[Data section]
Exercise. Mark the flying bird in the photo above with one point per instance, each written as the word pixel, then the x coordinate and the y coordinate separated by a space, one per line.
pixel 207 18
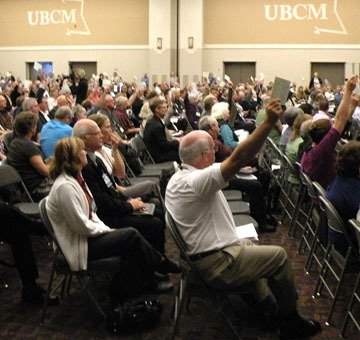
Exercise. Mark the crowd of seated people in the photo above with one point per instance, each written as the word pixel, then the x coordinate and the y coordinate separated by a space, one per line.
pixel 109 115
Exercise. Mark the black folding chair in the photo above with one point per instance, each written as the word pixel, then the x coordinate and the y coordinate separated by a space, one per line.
pixel 352 312
pixel 333 268
pixel 192 284
pixel 60 267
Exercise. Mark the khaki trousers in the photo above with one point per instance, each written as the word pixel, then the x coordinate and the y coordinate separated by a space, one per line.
pixel 245 263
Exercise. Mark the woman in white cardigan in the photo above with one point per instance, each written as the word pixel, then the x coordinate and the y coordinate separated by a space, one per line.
pixel 82 236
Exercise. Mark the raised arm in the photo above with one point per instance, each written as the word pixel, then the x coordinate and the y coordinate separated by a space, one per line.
pixel 249 148
pixel 344 113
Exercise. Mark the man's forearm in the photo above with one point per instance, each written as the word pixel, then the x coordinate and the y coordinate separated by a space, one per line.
pixel 246 150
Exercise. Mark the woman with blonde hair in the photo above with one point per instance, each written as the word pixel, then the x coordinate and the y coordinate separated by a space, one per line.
pixel 82 236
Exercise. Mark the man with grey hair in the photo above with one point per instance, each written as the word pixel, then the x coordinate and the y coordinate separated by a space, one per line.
pixel 55 130
pixel 195 201
pixel 120 112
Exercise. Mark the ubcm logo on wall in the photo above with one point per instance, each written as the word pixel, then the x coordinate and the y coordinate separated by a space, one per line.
pixel 306 11
pixel 73 16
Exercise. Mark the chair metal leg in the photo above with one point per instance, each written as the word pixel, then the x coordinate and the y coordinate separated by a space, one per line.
pixel 48 290
pixel 91 296
pixel 3 283
pixel 179 304
pixel 355 298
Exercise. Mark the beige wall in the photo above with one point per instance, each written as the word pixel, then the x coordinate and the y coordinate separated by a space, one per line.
pixel 86 22
pixel 281 22
pixel 124 35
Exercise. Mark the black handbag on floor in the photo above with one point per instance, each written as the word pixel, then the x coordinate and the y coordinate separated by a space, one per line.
pixel 131 317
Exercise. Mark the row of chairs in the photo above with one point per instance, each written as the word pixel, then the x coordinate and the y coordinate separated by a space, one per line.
pixel 311 215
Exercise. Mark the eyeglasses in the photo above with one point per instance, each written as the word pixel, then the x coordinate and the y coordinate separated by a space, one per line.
pixel 94 133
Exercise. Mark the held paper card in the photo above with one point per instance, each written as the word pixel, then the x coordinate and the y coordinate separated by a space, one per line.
pixel 281 89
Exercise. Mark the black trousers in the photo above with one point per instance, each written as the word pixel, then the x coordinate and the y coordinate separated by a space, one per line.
pixel 127 243
pixel 254 189
pixel 150 227
pixel 15 232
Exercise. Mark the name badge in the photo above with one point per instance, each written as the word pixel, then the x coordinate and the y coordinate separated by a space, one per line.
pixel 107 180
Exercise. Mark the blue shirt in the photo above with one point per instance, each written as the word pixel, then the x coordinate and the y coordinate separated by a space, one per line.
pixel 50 134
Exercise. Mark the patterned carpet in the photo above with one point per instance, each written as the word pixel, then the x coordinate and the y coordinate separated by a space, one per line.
pixel 75 317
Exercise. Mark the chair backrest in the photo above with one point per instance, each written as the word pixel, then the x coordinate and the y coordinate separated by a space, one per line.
pixel 355 227
pixel 46 221
pixel 181 245
pixel 306 180
pixel 335 222
pixel 291 169
pixel 138 144
pixel 12 187
pixel 319 189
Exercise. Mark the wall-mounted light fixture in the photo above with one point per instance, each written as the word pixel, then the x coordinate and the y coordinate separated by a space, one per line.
pixel 191 42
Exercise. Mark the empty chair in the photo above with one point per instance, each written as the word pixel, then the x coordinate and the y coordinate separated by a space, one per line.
pixel 289 189
pixel 239 207
pixel 143 153
pixel 354 305
pixel 302 206
pixel 232 195
pixel 15 195
pixel 333 268
pixel 313 238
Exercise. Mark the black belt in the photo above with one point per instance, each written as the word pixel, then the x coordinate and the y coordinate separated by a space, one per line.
pixel 200 256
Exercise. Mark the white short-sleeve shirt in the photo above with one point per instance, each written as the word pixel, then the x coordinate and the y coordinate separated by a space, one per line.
pixel 195 201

[What is required] For this step, transcribe all the material above exactly and drop the images.

[Result for this exercise]
Exercise. Mark the flying bird in the photo above with one point per instance, each written as the word pixel, then the x coordinate and the y coordinate separated by a space, one per line.
pixel 207 18
Exercise. Mark the crowd of seated people in the photo above with one point per instance, each written as the word pixel, then the x coordinate and the y coordinate separated by a space, one per line.
pixel 109 115
Exercise. Mark the black folding chair in the photo above with one point per instance, each written as the word pixel, then the x coordinate and the y coordinate separated by a space, one per line.
pixel 352 312
pixel 333 268
pixel 192 284
pixel 60 267
Exercise. Mark the khaki trousers in the photo above with one point per instance, each written as the word pixel, then the x coordinate and the y coordinate separated by a space, one per line.
pixel 245 263
Exercise. Mark the woman in white cardigan in the photo above with one point per instance, each written as the word pixel, then the x coordinate and the y coordinate separated by a space, one per line.
pixel 82 236
Exercise. Mark the raised arm in the photo above with one point per instance, each written as the word pixel, then the x coordinate and the y coordinate separated by a space, one per line.
pixel 249 148
pixel 344 113
Exercise. Mark the man's forearm in the photo above with one point per instance, each written as the word pixel, then the x coordinate and the y coordinate separated by a space, one per line.
pixel 246 150
Exercise. Mark the woman with blonde hair in the photo above with one point per instance, each written as the word pixel, then the x coordinate and the y coordinate separated by a space, one per line.
pixel 82 236
Exercise. Mark the man with grey hair in the photo above with one point per instance, each written as the word pixel, then the x coordinate and the y coordinate separated by a space, one per line.
pixel 55 130
pixel 195 201
pixel 120 112
Exercise. Mark the ubcm logo on wall in the photo above with one point per instance, each written as the word pixel, then the x coordinate and the y coordinate separated by a space, one per line.
pixel 306 11
pixel 73 16
Exercise. Mark the chair metal leg in the photo above with one point per instance, each written as the word pixel, then the x coordinate and the y coordinate separated by a space, one per line.
pixel 48 290
pixel 91 296
pixel 3 283
pixel 179 304
pixel 355 298
Exercise. Mark the beige wall in the photo above with one point per instance, each written as the word pixel, then the x coordinate and the y coordinate separated by a space, one per line.
pixel 86 22
pixel 281 22
pixel 124 35
Exercise. Mark the black handbag on floor in the photo above with one point per instance, each written as the word pixel, then the x coordinate and the y coordinate separated by a space, one per line.
pixel 131 317
Exercise. Mark the row of chairs in the photo above with one point per instance, each written as the word pixel, then the x coordinate and the y coordinate separated by a space, one per line.
pixel 311 215
Exercise. Mark the eyeglasses in the photo above with one point per instance, each written as the word pixel, then the x coordinate and the y coordinate separated by a space, one per line.
pixel 94 133
Exercise. Mark the held paper card in the photo above with one point per instance, each written as the word pixel, then the x coordinate and the y coordinate separated by a space, one per line.
pixel 281 89
Exercise. Mark the black trousers in the photo above with one point per instance, each written as the word pixel, then the x coordinate and the y coordinate separated by a space, one per line.
pixel 127 243
pixel 254 189
pixel 150 227
pixel 15 232
Exercise. Mark the name badge in the photo above with one point per instance, each written as the word pixel, then the x coordinate and the y coordinate separated by a space, one per line.
pixel 107 180
Exercise. Mark the blue shirt in the photo above with one point per instance, each written as the word pixel, then the x coordinate and the y coordinate separated by a space, one per line.
pixel 50 134
Exercise. Mark the patterned carpet in the photo above with one point per instance, each written as the word pixel, then the x coordinate and the y coordinate separated by a space, one per line.
pixel 75 317
Exercise. Mark the chair backrest in the photo above with one point per instance, each written as the word pixel, then the x coordinate and the y coordinate separated by a space, one per line.
pixel 355 227
pixel 46 221
pixel 181 245
pixel 306 180
pixel 335 222
pixel 291 169
pixel 138 144
pixel 12 187
pixel 319 189
Exercise. Mark the wall-mounted light fixture in the photo above with one point per instance, each written as the word pixel, then the x coordinate and the y coordinate separated by a space, one per line.
pixel 191 42
Exercise. Mark the empty chair in the photo above with one point per instance, each written as the word pixel, then the x coordinate and the y coordinate separated by a space, one per line.
pixel 289 189
pixel 239 207
pixel 143 153
pixel 354 305
pixel 302 206
pixel 232 195
pixel 15 195
pixel 333 268
pixel 313 238
Exercise. Mark the black belt in the photo above with one point per instance, each written as the word pixel, then the x coordinate and the y coordinate separated by a space, one per line.
pixel 200 256
Exercise. Mark the white short-sleeve shirt in the photo above with one point per instance, each written as the word pixel, then the x coordinate and the y coordinate separated by a space, one per line.
pixel 195 201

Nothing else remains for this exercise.